Your task
The records below must be retyped exactly.

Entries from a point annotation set
· · ·

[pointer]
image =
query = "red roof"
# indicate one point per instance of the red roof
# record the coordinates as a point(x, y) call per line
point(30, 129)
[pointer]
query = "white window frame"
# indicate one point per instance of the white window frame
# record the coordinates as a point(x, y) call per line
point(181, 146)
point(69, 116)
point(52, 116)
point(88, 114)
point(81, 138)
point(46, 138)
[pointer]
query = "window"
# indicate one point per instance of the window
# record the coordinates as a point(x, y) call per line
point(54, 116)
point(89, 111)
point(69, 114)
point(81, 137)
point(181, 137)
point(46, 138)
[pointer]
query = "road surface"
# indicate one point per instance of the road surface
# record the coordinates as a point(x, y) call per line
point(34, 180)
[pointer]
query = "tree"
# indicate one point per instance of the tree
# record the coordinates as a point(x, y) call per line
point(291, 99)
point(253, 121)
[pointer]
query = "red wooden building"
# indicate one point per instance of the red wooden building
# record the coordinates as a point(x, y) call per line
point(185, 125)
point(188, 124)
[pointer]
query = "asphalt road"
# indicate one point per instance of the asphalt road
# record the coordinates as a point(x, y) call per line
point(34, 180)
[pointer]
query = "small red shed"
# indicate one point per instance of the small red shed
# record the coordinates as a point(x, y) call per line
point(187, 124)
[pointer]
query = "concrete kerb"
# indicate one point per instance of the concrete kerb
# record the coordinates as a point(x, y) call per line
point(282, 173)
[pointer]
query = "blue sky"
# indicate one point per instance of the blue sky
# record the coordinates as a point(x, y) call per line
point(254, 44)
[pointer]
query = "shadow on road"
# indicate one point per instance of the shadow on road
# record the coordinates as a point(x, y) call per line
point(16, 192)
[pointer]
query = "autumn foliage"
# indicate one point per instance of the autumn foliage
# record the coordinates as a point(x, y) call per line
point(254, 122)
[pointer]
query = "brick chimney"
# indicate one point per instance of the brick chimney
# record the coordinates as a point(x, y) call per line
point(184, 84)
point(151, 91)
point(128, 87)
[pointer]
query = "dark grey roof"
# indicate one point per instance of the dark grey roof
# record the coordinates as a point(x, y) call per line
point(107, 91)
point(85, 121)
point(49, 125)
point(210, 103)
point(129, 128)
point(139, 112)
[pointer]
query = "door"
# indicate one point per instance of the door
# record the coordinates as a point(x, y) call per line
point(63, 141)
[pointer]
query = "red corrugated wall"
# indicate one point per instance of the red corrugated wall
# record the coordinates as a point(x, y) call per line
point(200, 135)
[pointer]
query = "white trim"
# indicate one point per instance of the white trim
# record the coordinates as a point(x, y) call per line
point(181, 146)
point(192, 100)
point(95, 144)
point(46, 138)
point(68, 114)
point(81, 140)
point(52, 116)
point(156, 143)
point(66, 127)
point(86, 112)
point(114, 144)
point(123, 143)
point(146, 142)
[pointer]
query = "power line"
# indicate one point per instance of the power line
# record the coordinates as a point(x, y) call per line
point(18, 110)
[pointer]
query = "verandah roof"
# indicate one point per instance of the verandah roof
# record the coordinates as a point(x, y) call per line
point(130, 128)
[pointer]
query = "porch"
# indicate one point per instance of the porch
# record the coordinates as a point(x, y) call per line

· · ·

Result of this task
[pointer]
image =
query = "red roof"
# indicate one point per instance of the red roof
# record the coordinates as a point(x, y) call per line
point(30, 129)
[pointer]
query = "white window frame"
# indicate one point per instance of the white window frame
# record the coordinates as a point(x, y) call per line
point(181, 146)
point(69, 116)
point(52, 116)
point(88, 114)
point(81, 138)
point(46, 138)
[pointer]
query = "window"
# indicate one point per instance of the window
# record the coordinates as a point(x, y) call per line
point(54, 116)
point(89, 111)
point(69, 114)
point(81, 137)
point(181, 137)
point(46, 138)
[pointer]
query = "road surface"
# indicate one point per instance of the road surface
# record the coordinates as a point(x, y) call per line
point(34, 180)
[pointer]
query = "tree"
# indicate one point per instance of the tree
# record the coordinates as a point(x, y) call per line
point(291, 99)
point(253, 121)
[pointer]
query = "red wooden building"
# indicate one point per instance of the red wooden building
# record the coordinates as a point(x, y) call per line
point(185, 125)
point(188, 124)
[pointer]
query = "asphalt road"
# indicate one point per instance of the asphalt road
# record the coordinates as a point(x, y) call per line
point(34, 180)
[pointer]
query = "small red shed"
# indicate one point per instance of the small red shed
# record the coordinates as a point(x, y) call per line
point(187, 124)
[pointer]
query = "concrete kerb"
# indicate one point per instance of the concrete kerb
# record the coordinates as a point(x, y) call per line
point(282, 173)
[pointer]
query = "blue sky"
# indicate one point per instance of the blue sky
# record the coordinates as a point(x, y) call per line
point(254, 44)
[pointer]
query = "shadow on road"
# indicate one point per instance of the shadow on road
# record the coordinates as a point(x, y) call per line
point(16, 192)
[pointer]
query = "autumn foliage"
# indicate one point per instance of the autumn foliage
# record the coordinates as a point(x, y) call per line
point(254, 122)
[pointer]
query = "brick chimney"
# indicate one point per instance of the brick chimney
# record the coordinates as a point(x, y) call per line
point(184, 84)
point(151, 91)
point(128, 87)
[pointer]
query = "dark grey roof"
# indicate one point per instance of the dark grey roof
# record the coordinates as a point(x, y) call per line
point(107, 91)
point(85, 121)
point(49, 125)
point(210, 103)
point(129, 128)
point(139, 112)
[pointer]
query = "door"
# indicate one point per instance of the door
# record the coordinates as a point(x, y) call per line
point(63, 141)
[pointer]
query = "red corrugated wall"
# indicate one point per instance of the red corrugated wall
# record the coordinates as a point(x, y) call per line
point(200, 135)
[pointer]
query = "white trim"
# indicate one point per instance of the white trim
# record the coordinates as a point(x, y) call per line
point(181, 146)
point(192, 100)
point(95, 144)
point(46, 138)
point(68, 114)
point(81, 140)
point(52, 116)
point(156, 143)
point(66, 127)
point(86, 112)
point(114, 144)
point(123, 143)
point(146, 142)
[pointer]
query = "power line"
# indicate one point per instance of the power line
# record the coordinates as a point(x, y) call per line
point(18, 110)
[pointer]
query = "verandah roof"
# indicate one point per instance of the verandah roof
# record the coordinates as a point(x, y) call per line
point(130, 128)
[pointer]
query = "porch"
# indicate one point per instance of the porch
# record the coordinates as a point(x, y) call per line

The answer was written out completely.